┌──
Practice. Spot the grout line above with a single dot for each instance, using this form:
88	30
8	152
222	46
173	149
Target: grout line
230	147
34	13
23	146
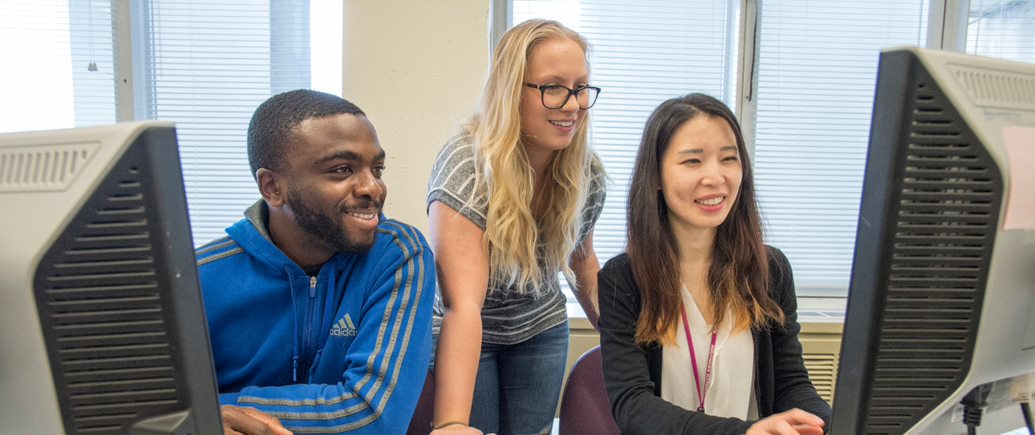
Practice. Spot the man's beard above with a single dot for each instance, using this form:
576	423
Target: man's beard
327	229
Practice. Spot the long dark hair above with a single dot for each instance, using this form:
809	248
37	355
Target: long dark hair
739	272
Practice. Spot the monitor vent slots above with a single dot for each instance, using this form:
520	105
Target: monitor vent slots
100	301
939	253
42	168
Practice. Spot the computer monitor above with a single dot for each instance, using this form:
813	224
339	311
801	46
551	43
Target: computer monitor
943	282
101	325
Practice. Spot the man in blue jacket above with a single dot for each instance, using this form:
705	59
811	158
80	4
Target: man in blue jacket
319	307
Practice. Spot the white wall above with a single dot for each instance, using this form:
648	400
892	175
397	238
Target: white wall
416	67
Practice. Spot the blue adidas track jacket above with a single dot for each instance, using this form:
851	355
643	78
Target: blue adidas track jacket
344	351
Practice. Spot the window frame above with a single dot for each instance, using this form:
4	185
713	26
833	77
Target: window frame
946	30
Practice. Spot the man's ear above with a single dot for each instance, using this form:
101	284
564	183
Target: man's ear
270	186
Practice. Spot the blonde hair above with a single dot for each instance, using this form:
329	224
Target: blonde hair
513	233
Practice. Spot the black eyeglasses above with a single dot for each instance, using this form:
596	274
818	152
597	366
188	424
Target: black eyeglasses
555	96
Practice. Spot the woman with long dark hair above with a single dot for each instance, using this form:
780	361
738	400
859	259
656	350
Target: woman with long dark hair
698	319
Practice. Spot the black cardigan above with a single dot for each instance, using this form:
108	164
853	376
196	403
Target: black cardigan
632	373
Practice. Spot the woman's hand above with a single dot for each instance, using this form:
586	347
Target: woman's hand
456	429
794	422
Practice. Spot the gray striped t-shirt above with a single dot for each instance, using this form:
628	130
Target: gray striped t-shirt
506	316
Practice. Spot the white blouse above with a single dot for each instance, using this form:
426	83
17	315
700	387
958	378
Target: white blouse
731	390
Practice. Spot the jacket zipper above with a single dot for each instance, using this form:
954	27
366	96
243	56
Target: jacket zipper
307	340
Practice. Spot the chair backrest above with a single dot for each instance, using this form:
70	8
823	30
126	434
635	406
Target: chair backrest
420	423
585	408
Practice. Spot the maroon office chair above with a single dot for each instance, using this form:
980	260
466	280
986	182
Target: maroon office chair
└──
Work instructions ::
Reproduce every item above line for line, without changing anything, and leave the pictures out of your copy.

Exercise output ::
Practice. Spot the grout line above with a single dot for each instance, using this form:
88	30
8	152
222	46
173	149
Target: grout line
230	147
34	13
23	146
Practice. Spot the man's beard above with a single dot for each instance, using this form:
576	423
Target: man's beard
327	229
Practice. Spot the long dark hair above with a single dot for each instance, using this form:
809	248
37	355
Target: long dark hair
739	272
Practice. Spot the monitor vent slots above with a single dot for each instance, using this form:
520	105
Target: monitor vent slots
100	301
939	253
42	168
Practice. Spot the computer monitor above with a single dot for each instance, using this form:
813	224
339	311
801	46
551	43
Target: computer monitor
943	282
101	325
Practice. Spot the man in blue jacket above with a single dot for each instance, using this form:
705	59
811	158
80	4
Target: man in blue jacket
319	307
Practice. Spot the white wall above with a single dot for each instance, using this form:
648	400
892	175
397	238
Target: white wall
416	67
Practice. Spot the blue adidas track jacket above with a single dot for each instance, using this form:
851	355
643	78
Target: blue adidas track jacket
344	351
Practice. Spot the window frame above with a single dot for each instance, using this form:
4	185
713	26
833	77
Target: window frame
946	30
Practice. Spot the man's ear above with a single dot for each instance, using this form:
101	284
564	183
Target: man's ear
270	186
Practice. Spot the blonde hair above with a single dot for each instance, using this form:
329	224
Target: blonde hair
513	233
Practice. Spot the black eyeglasses above with a single dot for each instance, using this form:
596	274
818	152
597	366
188	424
Target: black eyeglasses
555	96
Practice. Spot the woman with long dark hair above with a single dot for each instance, using this form:
780	361
738	400
859	259
656	350
Target: woman with long dark hair
698	319
Practice. Spot the black cardigan above with a single dot for each instance, using this form:
108	164
853	376
196	403
Target: black cardigan
632	373
Practice. Spot the woman's hand above with a single dot for each instance, using this form:
586	347
Target: woman's hand
456	429
794	422
Practice. Spot the gray striped t-shirt above with a single dot for each instance, using this form:
628	130
Target: gray striped t-shirt
506	316
Practice. Spot the white blouse above with a single dot for each instance, using this form:
426	83
17	315
700	387
958	378
Target: white blouse
731	390
Practice. Spot the jacket zipper above with a single dot for each instance, using this form:
954	27
366	96
243	56
Target: jacket zipper
307	340
Practice. Spot the chair backrest above with a single dot for each instance, using this form:
70	8
823	30
126	434
635	406
Target: chair backrest
420	423
585	408
Practice. Spot the maroon office chair above with a single dot for each instance, using this form:
980	260
466	280
986	182
Target: maroon office chair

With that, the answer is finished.